• [Seitenauszug]:
·····

Breaking In (2018)

Lassen Sie mich durch, ich bin eine Mutter!

Eine Filmkritik von Beatrice Behn

Es ist wahrlich nicht einfach, im Action-Genre wirklich Neues zu erfinden, also bedient man sich hier oftmals der Wiederholung, wenn auch mit kleinen Devianzen zum Grundkonzept. So auch Breaking In. Hier muss nämlich eine Mutter in das eigene, hermetisch abgeriegelte Haus einbrechen, um ihre Kinder zu befreien, die dort von gewalttätigen Ganoven gefangen gehalten werden. Als Grundprämisse erstmal gar nicht so uninteressant.

Zumal die Mutter Shaun (Gabrielle Union) gleich mehrere Aspekte in sich vereint, die man im Action-Kino so kaum sieht. Shaun ist nämlich wirklich „nur“ eine Mutter und keine insgeheim gut ausgebildete Counterterrorismus-Fachkraft. Hinzu kommen die offensichtlichen Abweichungen vom sonst üblichen Action-Star: Sie ist weiblich, sie ist Afroamerikanerin und sie ist Mutter zweier Kinder, Jasmine (Ajiona Alexus) und Glover (Seth Carr).

·····

• [Eingabezeilen]:
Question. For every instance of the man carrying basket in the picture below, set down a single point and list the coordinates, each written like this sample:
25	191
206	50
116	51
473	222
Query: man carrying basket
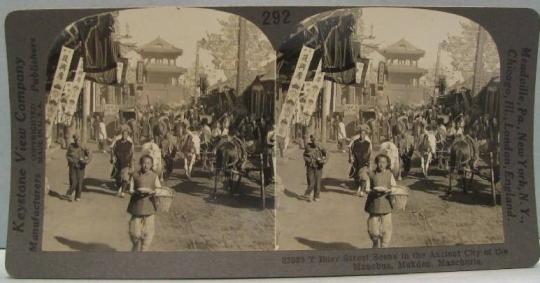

·····

• [Aufgaben]:
1. Nenne alle Schauspielerinnen und Schauspieler, deren Namen die Filmkritik in Klammern anführt.
2. Filtere die Einträge und gib jede Zeile wieder, in der das Wort „carrying“ vorkommt.

• [Lösungen]:
1. Gabrielle Union, Ajiona Alexus, Seth Carr

2.
Question. For every instance of the man carrying basket in the picture below, set down a single point and list the coordinates, each written like this sample:
Query: man carrying basket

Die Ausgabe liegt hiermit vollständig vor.